Govt urged to give pension firms greater powers to tackle scams

The People’s Pension (TPP) and The Police Foundation (TPF) have called on the government to provide pension companies with greater powers to tackle pension scams.

Their joint report, Protecting people’s pensions: understanding and preventing pension scams, found that 938 customers from 13 providers with combined savings of £54m were targeted by potential scammers in 2019.

According to TPP and TPF, an independent think tank focused on improving policing, 62 per cent of these savers insisted on the transfer regardless of the risk, with £31m potentially lost.

To help tackle the growing issue, TPP and TPF have urged the government to give firms the power to trigger an “urgent regulatory response” to those at risk of fraud.

They also called on the government to enable regulators to override the statutory right to transfer if a suspected scam is reported to them and to ensure that victims of scams are not hit with tax penalties, as is currently the case.

“Currently, pension providers can flag a potential scam to a customer, but we can only stand by and watch if the individual chooses to proceed with a risky transfer that could result in them losing all their savings,” commented TPP director of policy, Phil Brown.

“We’re calling on the government to provide pension providers and regulators with the powers to stop risky transfers and ensure victims of fraud aren’t hit with having to pay tax penalties on their lost savings.”
###
* WHAT IS ASKED
1) Answer these from the pension scams article:
(a) How many customers were targeted by potential scammers in 2019, and from how many providers?
(b) What share of those savers insisted on the transfer regardless of the risk?
(c) Who is the director of policy at The People's Pension?
2) Carry on the pension scams article from its final paragraph.
###
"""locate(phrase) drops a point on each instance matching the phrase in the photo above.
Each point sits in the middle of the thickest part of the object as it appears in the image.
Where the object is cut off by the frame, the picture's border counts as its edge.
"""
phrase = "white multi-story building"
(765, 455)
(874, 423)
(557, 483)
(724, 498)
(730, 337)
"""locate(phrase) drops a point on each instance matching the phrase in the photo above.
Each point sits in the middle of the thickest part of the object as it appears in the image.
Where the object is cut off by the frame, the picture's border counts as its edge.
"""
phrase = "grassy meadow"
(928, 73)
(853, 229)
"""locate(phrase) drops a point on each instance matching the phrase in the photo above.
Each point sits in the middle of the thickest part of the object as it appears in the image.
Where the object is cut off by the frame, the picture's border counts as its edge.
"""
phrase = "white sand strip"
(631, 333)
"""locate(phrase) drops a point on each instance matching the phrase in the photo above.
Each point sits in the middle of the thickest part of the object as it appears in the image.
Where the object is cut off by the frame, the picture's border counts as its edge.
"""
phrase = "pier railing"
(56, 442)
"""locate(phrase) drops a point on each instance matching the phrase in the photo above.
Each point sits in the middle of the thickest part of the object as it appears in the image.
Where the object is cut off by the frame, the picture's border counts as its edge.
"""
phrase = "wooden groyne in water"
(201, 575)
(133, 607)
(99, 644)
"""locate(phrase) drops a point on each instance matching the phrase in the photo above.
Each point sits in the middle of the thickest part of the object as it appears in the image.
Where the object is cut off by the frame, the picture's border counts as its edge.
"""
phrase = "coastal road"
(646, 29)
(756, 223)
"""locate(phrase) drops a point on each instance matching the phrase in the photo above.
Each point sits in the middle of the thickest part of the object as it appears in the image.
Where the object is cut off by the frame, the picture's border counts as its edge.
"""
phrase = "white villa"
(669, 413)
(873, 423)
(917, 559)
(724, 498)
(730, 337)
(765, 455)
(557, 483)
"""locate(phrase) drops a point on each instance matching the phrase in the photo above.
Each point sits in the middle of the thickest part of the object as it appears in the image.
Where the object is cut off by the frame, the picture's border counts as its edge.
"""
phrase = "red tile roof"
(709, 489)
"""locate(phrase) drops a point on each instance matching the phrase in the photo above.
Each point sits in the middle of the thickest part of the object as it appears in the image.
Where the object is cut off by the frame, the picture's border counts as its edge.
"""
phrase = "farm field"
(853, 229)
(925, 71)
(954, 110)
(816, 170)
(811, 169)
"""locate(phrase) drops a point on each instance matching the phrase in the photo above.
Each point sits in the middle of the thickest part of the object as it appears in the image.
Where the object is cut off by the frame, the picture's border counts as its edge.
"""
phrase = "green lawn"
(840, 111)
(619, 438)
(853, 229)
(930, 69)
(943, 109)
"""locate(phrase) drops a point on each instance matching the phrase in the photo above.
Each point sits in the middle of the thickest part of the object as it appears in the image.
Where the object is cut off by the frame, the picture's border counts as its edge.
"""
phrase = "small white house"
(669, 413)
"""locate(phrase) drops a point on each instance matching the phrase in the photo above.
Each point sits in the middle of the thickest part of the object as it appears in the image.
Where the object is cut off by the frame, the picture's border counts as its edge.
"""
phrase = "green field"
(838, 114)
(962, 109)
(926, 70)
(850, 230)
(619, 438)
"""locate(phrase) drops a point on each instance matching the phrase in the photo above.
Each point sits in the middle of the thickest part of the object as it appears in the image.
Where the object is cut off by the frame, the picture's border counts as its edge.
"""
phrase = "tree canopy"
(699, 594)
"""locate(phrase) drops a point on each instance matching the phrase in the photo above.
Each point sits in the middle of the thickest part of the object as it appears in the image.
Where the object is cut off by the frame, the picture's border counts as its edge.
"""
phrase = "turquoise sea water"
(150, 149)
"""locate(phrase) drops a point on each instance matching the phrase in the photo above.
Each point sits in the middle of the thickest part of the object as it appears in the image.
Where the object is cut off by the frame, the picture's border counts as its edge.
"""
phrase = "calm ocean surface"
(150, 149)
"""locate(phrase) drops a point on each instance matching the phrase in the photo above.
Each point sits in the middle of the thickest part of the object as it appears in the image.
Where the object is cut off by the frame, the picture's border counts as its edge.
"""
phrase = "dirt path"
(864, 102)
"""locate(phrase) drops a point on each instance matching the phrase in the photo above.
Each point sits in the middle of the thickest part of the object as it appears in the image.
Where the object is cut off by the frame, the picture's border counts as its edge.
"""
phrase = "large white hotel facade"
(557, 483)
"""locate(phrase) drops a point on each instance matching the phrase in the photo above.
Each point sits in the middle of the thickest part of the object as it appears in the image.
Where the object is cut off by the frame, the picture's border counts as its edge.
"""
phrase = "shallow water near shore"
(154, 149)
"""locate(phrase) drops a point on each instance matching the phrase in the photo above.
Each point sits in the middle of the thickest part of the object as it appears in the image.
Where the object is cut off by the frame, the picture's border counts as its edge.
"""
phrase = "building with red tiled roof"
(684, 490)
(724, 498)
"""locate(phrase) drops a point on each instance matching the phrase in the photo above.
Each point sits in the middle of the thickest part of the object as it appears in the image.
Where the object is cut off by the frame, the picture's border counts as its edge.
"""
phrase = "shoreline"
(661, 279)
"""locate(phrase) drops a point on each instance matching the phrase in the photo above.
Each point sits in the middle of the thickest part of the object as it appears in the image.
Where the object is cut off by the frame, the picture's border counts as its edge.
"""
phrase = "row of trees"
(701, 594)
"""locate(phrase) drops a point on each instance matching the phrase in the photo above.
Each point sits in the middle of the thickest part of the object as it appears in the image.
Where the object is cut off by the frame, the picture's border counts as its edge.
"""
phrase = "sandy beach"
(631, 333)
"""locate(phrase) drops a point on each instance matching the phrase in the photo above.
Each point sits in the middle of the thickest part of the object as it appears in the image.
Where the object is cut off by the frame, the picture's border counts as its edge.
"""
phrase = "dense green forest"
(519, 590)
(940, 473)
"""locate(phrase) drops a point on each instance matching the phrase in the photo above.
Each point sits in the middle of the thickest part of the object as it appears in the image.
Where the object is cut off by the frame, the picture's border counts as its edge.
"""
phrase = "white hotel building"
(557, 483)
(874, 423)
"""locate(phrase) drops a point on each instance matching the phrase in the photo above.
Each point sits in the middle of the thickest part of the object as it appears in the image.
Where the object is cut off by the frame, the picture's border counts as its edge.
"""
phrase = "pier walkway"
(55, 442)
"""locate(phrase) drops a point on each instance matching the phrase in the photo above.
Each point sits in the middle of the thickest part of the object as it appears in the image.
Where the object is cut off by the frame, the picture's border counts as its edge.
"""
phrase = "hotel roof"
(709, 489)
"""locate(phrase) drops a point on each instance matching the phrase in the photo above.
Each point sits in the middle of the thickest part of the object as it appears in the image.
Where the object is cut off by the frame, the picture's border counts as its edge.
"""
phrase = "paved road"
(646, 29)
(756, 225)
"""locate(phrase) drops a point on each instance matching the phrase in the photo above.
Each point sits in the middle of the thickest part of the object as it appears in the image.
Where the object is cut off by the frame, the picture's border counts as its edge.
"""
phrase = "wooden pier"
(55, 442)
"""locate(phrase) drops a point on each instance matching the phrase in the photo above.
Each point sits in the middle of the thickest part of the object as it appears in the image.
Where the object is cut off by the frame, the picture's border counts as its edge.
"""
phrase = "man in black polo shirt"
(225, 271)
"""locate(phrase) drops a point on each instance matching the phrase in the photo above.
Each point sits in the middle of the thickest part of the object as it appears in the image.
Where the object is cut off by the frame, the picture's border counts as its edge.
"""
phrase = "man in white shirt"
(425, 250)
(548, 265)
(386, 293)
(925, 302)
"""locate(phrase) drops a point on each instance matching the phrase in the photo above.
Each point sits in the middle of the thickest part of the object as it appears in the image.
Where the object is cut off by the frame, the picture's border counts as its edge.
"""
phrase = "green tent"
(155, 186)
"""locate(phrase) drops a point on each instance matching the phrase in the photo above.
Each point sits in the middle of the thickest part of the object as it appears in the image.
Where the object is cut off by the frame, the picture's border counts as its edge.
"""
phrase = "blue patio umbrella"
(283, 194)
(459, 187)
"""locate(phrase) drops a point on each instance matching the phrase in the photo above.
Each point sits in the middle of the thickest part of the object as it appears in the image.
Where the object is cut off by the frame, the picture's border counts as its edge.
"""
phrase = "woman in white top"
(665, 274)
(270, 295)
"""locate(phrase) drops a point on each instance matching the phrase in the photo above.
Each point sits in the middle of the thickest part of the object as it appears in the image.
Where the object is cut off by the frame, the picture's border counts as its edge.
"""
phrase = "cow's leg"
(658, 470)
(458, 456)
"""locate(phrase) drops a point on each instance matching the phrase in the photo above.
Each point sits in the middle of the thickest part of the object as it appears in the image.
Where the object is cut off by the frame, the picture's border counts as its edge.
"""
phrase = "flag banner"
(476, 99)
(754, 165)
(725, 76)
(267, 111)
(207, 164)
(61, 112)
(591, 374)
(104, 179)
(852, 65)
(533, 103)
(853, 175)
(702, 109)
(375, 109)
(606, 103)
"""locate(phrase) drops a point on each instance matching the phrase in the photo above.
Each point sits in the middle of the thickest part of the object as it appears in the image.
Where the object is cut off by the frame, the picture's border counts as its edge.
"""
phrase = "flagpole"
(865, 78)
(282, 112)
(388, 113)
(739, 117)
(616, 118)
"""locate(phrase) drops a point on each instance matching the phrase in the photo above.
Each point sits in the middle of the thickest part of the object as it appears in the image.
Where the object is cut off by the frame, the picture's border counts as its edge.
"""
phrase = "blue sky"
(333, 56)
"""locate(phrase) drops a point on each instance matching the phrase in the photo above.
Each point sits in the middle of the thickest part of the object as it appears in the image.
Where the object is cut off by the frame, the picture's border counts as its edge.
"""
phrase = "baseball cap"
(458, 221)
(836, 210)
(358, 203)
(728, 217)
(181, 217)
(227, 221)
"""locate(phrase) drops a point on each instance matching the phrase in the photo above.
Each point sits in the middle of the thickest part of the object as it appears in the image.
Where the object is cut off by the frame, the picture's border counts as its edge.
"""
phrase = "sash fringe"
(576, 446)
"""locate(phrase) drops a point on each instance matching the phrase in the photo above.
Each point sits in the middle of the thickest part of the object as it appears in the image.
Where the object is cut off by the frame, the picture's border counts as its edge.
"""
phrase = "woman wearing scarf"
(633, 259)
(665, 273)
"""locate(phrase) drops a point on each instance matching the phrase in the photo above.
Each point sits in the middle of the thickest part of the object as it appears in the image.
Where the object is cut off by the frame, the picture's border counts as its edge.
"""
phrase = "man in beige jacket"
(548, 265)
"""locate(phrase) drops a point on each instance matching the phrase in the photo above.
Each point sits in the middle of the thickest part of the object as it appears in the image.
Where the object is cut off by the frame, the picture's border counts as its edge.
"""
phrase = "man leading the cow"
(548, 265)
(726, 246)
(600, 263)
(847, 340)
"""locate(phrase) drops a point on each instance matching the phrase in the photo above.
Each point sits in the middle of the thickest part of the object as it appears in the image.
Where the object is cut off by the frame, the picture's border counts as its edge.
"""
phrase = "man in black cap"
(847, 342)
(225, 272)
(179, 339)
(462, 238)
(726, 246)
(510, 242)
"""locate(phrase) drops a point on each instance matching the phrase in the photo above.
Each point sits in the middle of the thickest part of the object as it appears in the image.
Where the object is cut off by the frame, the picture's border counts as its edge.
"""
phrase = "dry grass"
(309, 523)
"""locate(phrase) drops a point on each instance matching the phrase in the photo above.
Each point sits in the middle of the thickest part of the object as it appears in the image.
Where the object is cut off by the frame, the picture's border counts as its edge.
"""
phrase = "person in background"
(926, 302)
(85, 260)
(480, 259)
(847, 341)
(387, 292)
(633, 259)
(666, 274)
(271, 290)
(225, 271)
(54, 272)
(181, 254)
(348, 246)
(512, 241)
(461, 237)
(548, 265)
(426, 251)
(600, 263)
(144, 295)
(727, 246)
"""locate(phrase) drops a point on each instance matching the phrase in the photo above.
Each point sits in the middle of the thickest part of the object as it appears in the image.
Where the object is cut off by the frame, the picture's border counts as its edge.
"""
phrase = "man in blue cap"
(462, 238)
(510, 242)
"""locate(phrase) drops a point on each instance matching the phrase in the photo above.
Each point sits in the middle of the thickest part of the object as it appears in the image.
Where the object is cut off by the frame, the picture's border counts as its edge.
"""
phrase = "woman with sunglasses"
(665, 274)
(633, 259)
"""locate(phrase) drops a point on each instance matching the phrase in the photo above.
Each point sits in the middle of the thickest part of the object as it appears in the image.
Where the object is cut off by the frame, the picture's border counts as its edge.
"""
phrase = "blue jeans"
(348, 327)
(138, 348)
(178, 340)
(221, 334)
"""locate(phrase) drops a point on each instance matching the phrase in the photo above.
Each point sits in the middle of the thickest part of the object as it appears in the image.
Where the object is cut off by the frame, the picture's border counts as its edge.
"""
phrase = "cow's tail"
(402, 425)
###
* ANSWERS TO THE EXERCISE
1)
(a) 938 customers from 13 providers.
(b) 62 per cent.
(c) Phil Brown.

2)
TPP and TPF called for a broader definition of pension fraud to help ensure that crime data provides an “accurate picture” of the issue, and for a central database to be established for a more systematic collection and analysis of intelligence.

They also recommended for police investigators to be supported by specialist fraud victim support services, such as that provided by the National Economic Crime Victim Care Unit, to help manage, assess and support vulnerable victims of fraud, and facilitate engagement with the criminal investigation.

TPF director, Rick Muir, added: “We can’t arrest our way out of pension and investment fraud and that’s why efforts at the front end to prevent scams are so important.

“Nonetheless, in terms of financial losses and overall wellbeing pension scams are among the most harmful types of fraud and it is therefore vital that they are taken seriously by law enforcement.”

The Pension Scams Industry Group (PSIG) helped develop and administer the survey to pension firms, supported by the Association of British Insurers (ABI), the Pensions Administration Standards Association (Pasa) and the Pensions and Lifetime Savings Association (PLSA).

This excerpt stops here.